#### Work request:
Retype the entries in full.

#### Data for processing:
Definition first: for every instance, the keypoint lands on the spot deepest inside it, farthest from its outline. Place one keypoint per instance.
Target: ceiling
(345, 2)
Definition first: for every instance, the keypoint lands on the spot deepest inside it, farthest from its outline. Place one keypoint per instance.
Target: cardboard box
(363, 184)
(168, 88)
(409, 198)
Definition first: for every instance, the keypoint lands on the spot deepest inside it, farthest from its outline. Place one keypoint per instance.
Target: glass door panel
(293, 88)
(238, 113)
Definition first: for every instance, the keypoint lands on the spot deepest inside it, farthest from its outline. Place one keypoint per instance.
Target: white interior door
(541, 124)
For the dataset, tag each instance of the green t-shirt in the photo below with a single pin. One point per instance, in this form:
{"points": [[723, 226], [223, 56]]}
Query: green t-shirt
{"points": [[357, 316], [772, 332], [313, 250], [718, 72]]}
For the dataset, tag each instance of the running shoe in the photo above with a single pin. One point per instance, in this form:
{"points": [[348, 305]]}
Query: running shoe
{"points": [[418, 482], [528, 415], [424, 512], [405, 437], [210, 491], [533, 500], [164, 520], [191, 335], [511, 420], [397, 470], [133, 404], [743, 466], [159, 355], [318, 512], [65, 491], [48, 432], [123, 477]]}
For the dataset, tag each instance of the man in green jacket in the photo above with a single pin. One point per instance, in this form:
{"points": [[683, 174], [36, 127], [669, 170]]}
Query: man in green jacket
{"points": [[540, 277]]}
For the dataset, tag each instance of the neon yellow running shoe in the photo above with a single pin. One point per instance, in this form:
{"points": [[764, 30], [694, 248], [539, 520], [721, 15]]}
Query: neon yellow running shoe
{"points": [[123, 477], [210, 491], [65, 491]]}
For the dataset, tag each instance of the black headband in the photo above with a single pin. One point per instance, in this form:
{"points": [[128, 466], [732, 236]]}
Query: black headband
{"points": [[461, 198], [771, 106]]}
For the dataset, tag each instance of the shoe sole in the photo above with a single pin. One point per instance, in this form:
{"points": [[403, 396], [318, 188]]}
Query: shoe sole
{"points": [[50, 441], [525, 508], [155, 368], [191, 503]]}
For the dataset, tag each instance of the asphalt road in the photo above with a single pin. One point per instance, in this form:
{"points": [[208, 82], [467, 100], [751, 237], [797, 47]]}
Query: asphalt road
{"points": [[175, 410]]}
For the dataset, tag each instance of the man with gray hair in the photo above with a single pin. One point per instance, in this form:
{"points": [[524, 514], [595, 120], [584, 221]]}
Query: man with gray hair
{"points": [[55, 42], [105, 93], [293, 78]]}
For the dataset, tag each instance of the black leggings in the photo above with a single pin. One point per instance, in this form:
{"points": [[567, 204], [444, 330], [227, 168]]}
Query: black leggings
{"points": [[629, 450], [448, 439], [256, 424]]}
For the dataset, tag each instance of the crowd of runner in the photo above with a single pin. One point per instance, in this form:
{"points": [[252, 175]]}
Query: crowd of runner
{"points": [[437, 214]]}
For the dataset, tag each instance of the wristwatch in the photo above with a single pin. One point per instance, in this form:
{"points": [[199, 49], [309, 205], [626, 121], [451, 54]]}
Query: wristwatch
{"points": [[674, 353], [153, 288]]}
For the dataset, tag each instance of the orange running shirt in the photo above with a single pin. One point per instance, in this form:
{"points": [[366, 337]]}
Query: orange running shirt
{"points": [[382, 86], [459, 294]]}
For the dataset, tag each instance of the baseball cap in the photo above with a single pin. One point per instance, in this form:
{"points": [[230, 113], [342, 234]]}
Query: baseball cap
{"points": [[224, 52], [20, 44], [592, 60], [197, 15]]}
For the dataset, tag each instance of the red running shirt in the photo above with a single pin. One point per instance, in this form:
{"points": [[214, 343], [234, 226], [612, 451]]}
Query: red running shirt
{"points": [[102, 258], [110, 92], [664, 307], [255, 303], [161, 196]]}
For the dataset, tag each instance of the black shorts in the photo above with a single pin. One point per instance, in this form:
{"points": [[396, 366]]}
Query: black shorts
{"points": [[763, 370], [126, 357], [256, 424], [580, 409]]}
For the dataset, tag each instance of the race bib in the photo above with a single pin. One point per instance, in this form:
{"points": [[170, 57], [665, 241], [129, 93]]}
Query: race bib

#### Result of the exercise:
Definition first: for every instance, the keypoint lands on the spot deepest inside it, farthest from its outline. Place one keypoint per instance.
Target: ceiling
(345, 2)
Definition first: for every instance, the keypoint lands on the spot deepest inside it, farthest from its outline. Place one keypoint per instance.
Target: cardboard box
(363, 184)
(168, 88)
(409, 198)
Definition first: for every instance, the keypoint lands on the spot deepest inside it, farthest from its outline. Place one keypoint per instance.
Target: glass door panel
(293, 88)
(238, 113)
Definition first: for every instance, the keypoint lands on the spot deepest inside it, farthest from its outline. Place one keypoint per instance.
Target: white interior door
(541, 124)
For the dataset, tag each instance of the green t-shirt in the photo below with a single pin. One point per instance, in this form:
{"points": [[723, 226], [223, 56]]}
Query: green t-shirt
{"points": [[357, 316], [772, 332], [313, 250], [718, 72]]}
For the dataset, tag each instance of the running shoe in the photo above with a single pin. One point per instance, in this form:
{"points": [[348, 305]]}
Query: running shoe
{"points": [[418, 482], [528, 415], [424, 512], [405, 437], [210, 491], [533, 500], [164, 520], [191, 335], [511, 420], [397, 470], [133, 404], [743, 466], [159, 355], [318, 512], [65, 491], [48, 432], [123, 477]]}
For the dataset, tag each instance of the man in green jacket in the photo above with a single pin. One point per instance, in this form:
{"points": [[683, 174], [36, 127], [669, 170]]}
Query: man in green jacket
{"points": [[540, 277]]}
For the dataset, tag each instance of the neon yellow running shoe in the photo above with a single pin. One point per instance, in this form:
{"points": [[764, 30], [694, 248], [539, 520], [721, 15]]}
Query: neon yellow running shoe
{"points": [[123, 477], [210, 491], [65, 491]]}
For the dataset, tag each instance of the black headband in the photo above with a single pin. One point per instance, in this form:
{"points": [[128, 466], [732, 236]]}
Query: black headband
{"points": [[461, 198], [771, 106]]}
For the dataset, tag each instance of the shoe sole in the photo above with a single pin. One point per instance, in this form:
{"points": [[403, 396], [318, 188]]}
Query: shoe sole
{"points": [[50, 441], [525, 508], [155, 368], [191, 503]]}
For the dataset, tag each instance of the asphalt road in the photo above with a single pin. One point per instance, in this form:
{"points": [[208, 82], [467, 100], [751, 237], [797, 47]]}
Query: asphalt road
{"points": [[175, 410]]}
For the dataset, tag each instance of the man with gray hair in the photo above with a single pin. One point per instance, in this form:
{"points": [[524, 514], [595, 120], [584, 221]]}
Query: man with gray hair
{"points": [[55, 42], [105, 93], [293, 78]]}
For the dataset, tag each instance of the black leggings in the photo above with a single pin. One point per instance, in this form:
{"points": [[567, 204], [444, 330], [227, 168]]}
Query: black leggings
{"points": [[629, 450], [448, 439], [256, 424]]}
For the dataset, tag each instance of the crowd of runner in the photo above with a single pin. One point per instance, in this form:
{"points": [[252, 175]]}
Query: crowd of runner
{"points": [[437, 214]]}
For the dataset, tag each instance of the wristwatch in the photo above with a single pin. One point per instance, in this form:
{"points": [[199, 49], [309, 205], [626, 121], [451, 54]]}
Query: wristwatch
{"points": [[674, 353], [153, 288]]}
For the dataset, tag each instance of the orange running shirt in the photo above with a single pin. One point per instance, in this form:
{"points": [[366, 337]]}
Query: orange running shirt
{"points": [[382, 86], [459, 294]]}
For the dataset, tag each instance of the baseball cap in the photo above with a single pin. One point per instance, in this form:
{"points": [[230, 113], [342, 234]]}
Query: baseball cap
{"points": [[224, 52], [20, 44], [592, 60], [197, 15]]}
For the dataset, tag each instance of the red running shirt in the photo above with a single pin. One point per instance, in this form:
{"points": [[214, 343], [234, 226], [612, 451]]}
Query: red running shirt
{"points": [[102, 258], [110, 92], [664, 307], [255, 303], [161, 196]]}
For the dataset, tag each instance of the black shorts in the photo above with a single pin. One point per instance, in this form:
{"points": [[396, 366]]}
Query: black shorts
{"points": [[763, 370], [126, 357], [256, 424], [580, 409]]}
For the dataset, tag each instance of the race bib in the photo above with a single pin. One point per instance, in this form:
{"points": [[170, 57], [665, 241], [129, 93]]}
Query: race bib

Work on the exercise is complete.